Given exercise 1:
Transcribe the Fortran MPI precision question from "Now change the" to "do the build?".

Text passage:
How do I retain precision for a Fortran MPI program in a portable way?
Asked Answered
D

3

17

I have a Fortran program where I specify the kind of the numeric data types in an attempt to retain a minimum level of precision, regardless of what compiler is used to build the program. For example:

integer, parameter :: rsp = selected_real_kind(4)
...
real(kind=rsp) :: real_var

The problem is that I have used MPI to parallelize the code and I need to make sure the MPI communications are specifying the same type with the same precision. I was using the following approach to stay consistent with the approach in my program:

call MPI_Type_create_f90_real(4,MPI_UNDEFINED,rsp_mpi,mpi_err)
...
call MPI_Send(real_var,1,rsp_mpi,dest,tag,MPI_COMM_WORLD,err)

However, I have found that this MPI routine is not particularly well-supported for different MPI implementations, so it's actually making my program non-portable. If I omit the MPI_Type_create routine, then I'm left to rely on the standard MPI_REAL and MPI_DOUBLE_PRECISION data types, but what if that type is not consistent with what selected_real_kind picks as the real type that will ultimately be passed around by MPI? Am I stuck just using the standard real declaration for a datatype, with no kind attribute and, if I do that, am I guaranteed that MPI_REAL and real are always going to have the same precision, regardless of compiler and machine?

UPDATE:

I created a simple program that demonstrates the issue I see when my internal reals have higher precision than what is afforded by the MPI_DOUBLE_PRECISION type:

program main

   use mpi

   implicit none

   integer, parameter :: rsp = selected_real_kind(16)
   integer :: err
   integer :: rank

   real(rsp) :: real_var

   call MPI_Init(err)
   call MPI_Comm_rank(MPI_COMM_WORLD,rank,err)

   if (rank.eq.0) then
      real_var = 1.123456789012345
      call MPI_Send(real_var,1,MPI_DOUBLE_PRECISION,1,5,MPI_COMM_WORLD,err)
   else
      call MPI_Recv(real_var,1,MPI_DOUBLE_PRECISION,0,5,MPI_COMM_WORLD,&
         MPI_STATUS_IGNORE,err)
   end if

   print *, rank, real_var

   call MPI_Finalize(err)

end program main

If I build and run with 2 cores, I get:

       0   1.12345683574676513672      
       1   4.71241976735884452383E-3998

Now change the 16 to a 15 in selected_real_kind and I get:

       0   1.1234568357467651     
       1   1.1234568357467651  

Is it always going to be safe to use selected_real_kind(15) with MPI_DOUBLE_PRECISION no matter what machine/compiler is used to do the build?

Demi answered 1/11, 2013 at 12:11 Comment(9)

Given exercise 2:
Restate the records word for word, from their start through the line with "<point>327,251</point>", and include that line. Leave out the pictures.

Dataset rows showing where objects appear
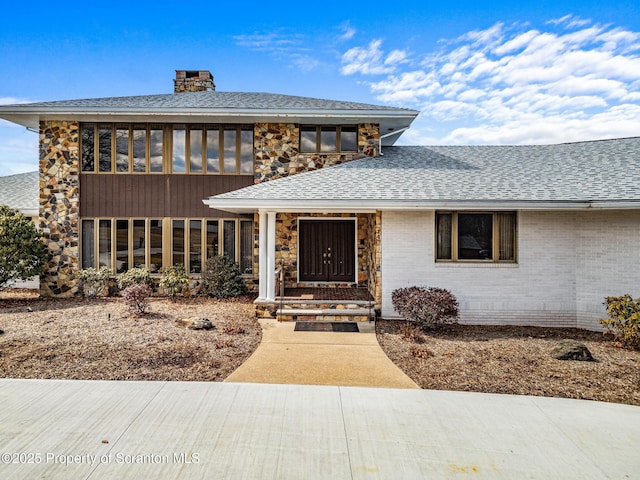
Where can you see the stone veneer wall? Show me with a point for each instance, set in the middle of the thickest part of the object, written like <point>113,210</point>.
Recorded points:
<point>59,206</point>
<point>277,148</point>
<point>287,246</point>
<point>373,254</point>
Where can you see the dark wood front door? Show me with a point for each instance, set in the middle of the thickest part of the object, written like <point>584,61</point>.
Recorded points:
<point>327,251</point>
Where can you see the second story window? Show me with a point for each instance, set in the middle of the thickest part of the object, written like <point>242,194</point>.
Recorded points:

Correct answer 1:
Now change the 16 to a 15 in selected_real_kind and I get:

       0   1.1234568357467651     
       1   1.1234568357467651  

Is it always going to be safe to use selected_real_kind(15) with MPI_DOUBLE_PRECISION no matter what machine/compiler is used to do the build?

Correct answer 2:
Where can you see the stone veneer wall? Show me with a point for each instance, set in the middle of the thickest part of the object, written like <point>113,210</point>.
Recorded points:
<point>59,206</point>
<point>277,148</point>
<point>287,246</point>
<point>373,254</point>
Where can you see the dark wood front door? Show me with a point for each instance, set in the middle of the thickest part of the object, written like <point>584,61</point>.
Recorded points:
<point>327,251</point>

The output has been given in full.